# WHAT YOU SHOULD DO
For the statements below about the party platforms passage, answer yes or no to whether each agrees with the passage, and quote the passage's deciding words. 1. The Democrats adopted their platform in Philadelphia. 2. The Republicans backed tax cuts. 3. The Republican platform supported basic gun safety laws.

# PAGE EXTRACT

----

When Republicans gathered in Cleveland last week, they adopted a platform opposing broad changes in American society and ignoring massive issues facing the country. The platform the Democrats adopted in Philadelphia this week is more mainstream and realistic, although as a governing strategy, it too would leave some major problems unaddressed and make others worse.

The Republicans embraced an agenda hostile to gays and lesbians, hard-line on immigration, opposed to rudimentary gun safety laws and skeptical about the threat of climate change. They claimed to stand for budget responsibility but endorsed tax cuts that would exacerbate the nation’s fiscal predicament.

----

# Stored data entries
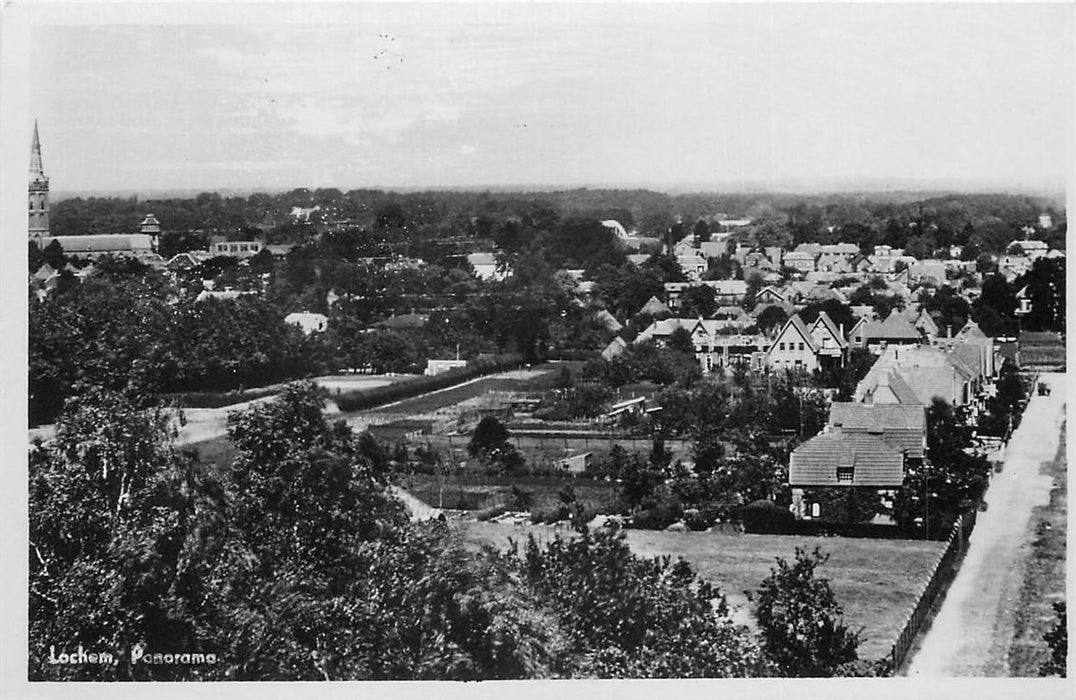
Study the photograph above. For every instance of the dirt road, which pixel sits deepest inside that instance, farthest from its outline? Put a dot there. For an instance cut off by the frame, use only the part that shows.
(974, 628)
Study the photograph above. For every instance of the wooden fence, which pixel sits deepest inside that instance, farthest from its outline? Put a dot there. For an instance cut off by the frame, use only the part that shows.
(939, 576)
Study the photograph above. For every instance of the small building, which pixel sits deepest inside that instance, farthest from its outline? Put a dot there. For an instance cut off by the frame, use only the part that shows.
(576, 463)
(485, 267)
(236, 248)
(440, 367)
(794, 347)
(616, 347)
(308, 322)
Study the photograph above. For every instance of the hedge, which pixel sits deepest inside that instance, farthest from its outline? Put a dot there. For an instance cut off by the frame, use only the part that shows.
(363, 399)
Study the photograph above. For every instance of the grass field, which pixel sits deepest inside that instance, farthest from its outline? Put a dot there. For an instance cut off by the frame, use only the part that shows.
(1045, 577)
(477, 491)
(536, 380)
(876, 581)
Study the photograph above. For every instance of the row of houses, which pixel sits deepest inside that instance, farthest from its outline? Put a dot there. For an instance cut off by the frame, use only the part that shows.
(873, 440)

----

# TASK ANSWER
1. Yes: "The platform the Democrats adopted in Philadelphia this week"
2. Yes: "endorsed tax cuts that would exacerbate the nation’s fiscal predicament"
3. No: "opposed to rudimentary gun safety laws"